EXERCICE >> Convertissez toutes les lignes ci-dessous en une liste JSON de chaînes, avec une chaîne par ligne et sans les lignes vides. Ne reprenez pas les images dans votre réponse.

(Entrées d'étiquetage de l'emplacement dans des images)
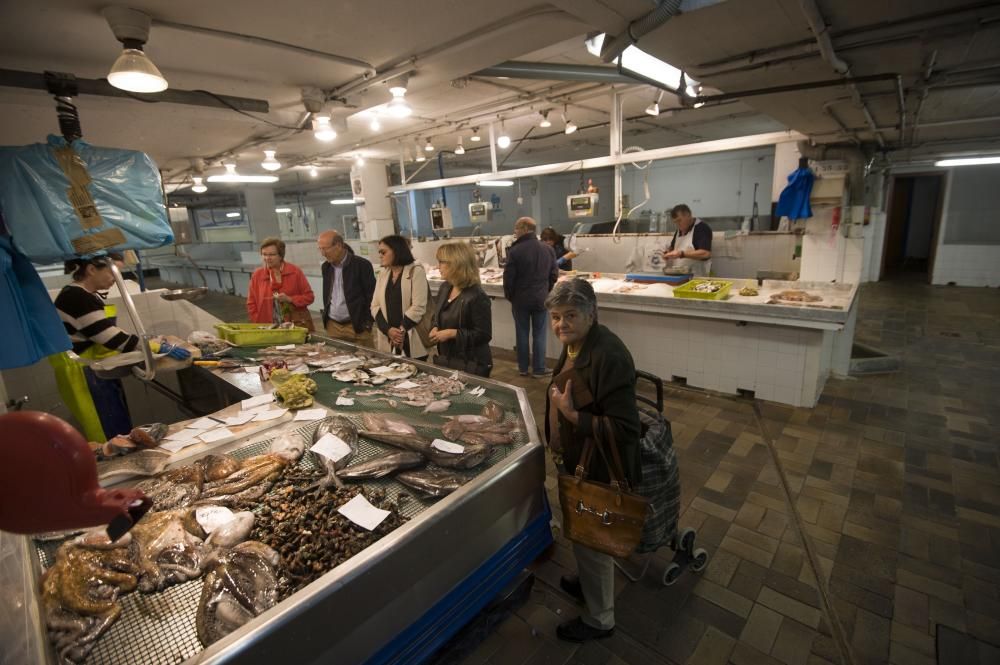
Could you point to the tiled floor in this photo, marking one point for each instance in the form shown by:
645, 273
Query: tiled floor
841, 534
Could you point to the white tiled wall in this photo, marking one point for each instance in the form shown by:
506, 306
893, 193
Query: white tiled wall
967, 265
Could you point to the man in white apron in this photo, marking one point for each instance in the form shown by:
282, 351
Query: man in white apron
691, 246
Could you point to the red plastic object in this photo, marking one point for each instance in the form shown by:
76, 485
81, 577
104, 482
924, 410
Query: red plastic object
48, 480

RÉSULTAT COMPLET >>
[
  "Could you point to the tiled floor in this photo, marking one point for each instance in the form shown by:",
  "645, 273",
  "Query: tiled floor",
  "841, 534",
  "Could you point to the white tiled wall in this photo, marking one point for each instance in the form shown by:",
  "506, 306",
  "893, 193",
  "Query: white tiled wall",
  "967, 265",
  "Could you point to the man in white apron in this photo, marking one point for each instance in the form shown by:",
  "282, 351",
  "Query: man in white apron",
  "691, 246",
  "Could you point to the red plastic object in this photo, marking one point for each instance in the form shown by:",
  "76, 485",
  "81, 577",
  "104, 482",
  "924, 410",
  "Query: red plastic object",
  "48, 480"
]